## Text provided
· · · · ·
Chemical breakdown of the biomolecules from food through metabolic reactions releases chemical energy, which is transformed into thermodynamic work. There are three main types of work within an organism: mechanical, chemical and osmotic. A cell performs osmotic work by separating solutes across a membrane, creating differences of concentration between two compartments. As many of these solutes are charged, a difference of electric potential is built between both sides of the membrane (the membrane potential, which is some kind of potential energy measured in volts), and while ions move through membranes, there are electric currents in living things.

For example, a single neuron may have a membrane potential near to 100 mV, being negative inside in rest conditions. This value of electric potential is raised mainly from differences of concentration of K+ and Na+ inside and outisde of the plasma membrane, established by the exchange of these cations by a special type of enzyme (the Na+/K+ pump). However, when the neuron is activated by specific stimuli the potential changes by the movement of ions through channels and local electrical currents are recorded. The membrane potential level is very dynamic and sensitive to external and internal conditions of the body.
· · · · ·
## Given data
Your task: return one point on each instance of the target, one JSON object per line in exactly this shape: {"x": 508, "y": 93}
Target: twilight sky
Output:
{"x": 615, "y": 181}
· · · · ·
## Problem 1
Quote the membrane potential passage word for word, between "For example, a" and "of the body.", inclusive.
## Problem 2
Using the membrane potential passage, explain in one to three sentences why a difference of electric potential builds up between the two sides of a membrane when a cell does osmotic work.
## Problem 3
Keep writing the membrane potential passage, picking up after its last sentence.

## Response 1
For example, a single neuron may have a membrane potential near to 100 mV, being negative inside in rest conditions. This value of electric potential is raised mainly from differences of concentration of K+ and Na+ inside and outisde of the plasma membrane, established by the exchange of these cations by a special type of enzyme (the Na+/K+ pump). However, when the neuron is activated by specific stimuli the potential changes by the movement of ions through channels and local electrical currents are recorded. The membrane potential level is very dynamic and sensitive to external and internal conditions of the body.

## Response 2
When a cell does osmotic work, it separates solutes across a membrane, which creates differences of concentration between two compartments. Many of these solutes are charged, so this separation also creates a difference of electric potential between the two sides of the membrane. This difference is the membrane potential.

## Response 3
Not only neurons have electrical activity, but heart and muscle are electrically very active also. In fact every cell, human or not, has a membrane potential while being alive and it may change as a response of external conditions, among them, having food or not, and don't forget that foods like water and meat, are plenty of salts of Na+, K+, Cl-, etc.

There is no single step of transformation of heat into any other kind of energy in known living beings and the mere process of “food burnig” by metabolism is not followed by electrical variations in appreciable level.

Heat release is a by-product of the metabolic transformations inside our bodies, and heat transfer through blood vessels is the cause of the regular level of body temperature.

Finally, to have a battery from a body or tissue, you have to make sure that the differences of concentration of ions are maintained a time long enough to be useful. A nice example is plugging two wires of different metals to a potato, this will give you a modest electric potential that will be boosted if you bath the potato into an electrolyte solution with high conductivity.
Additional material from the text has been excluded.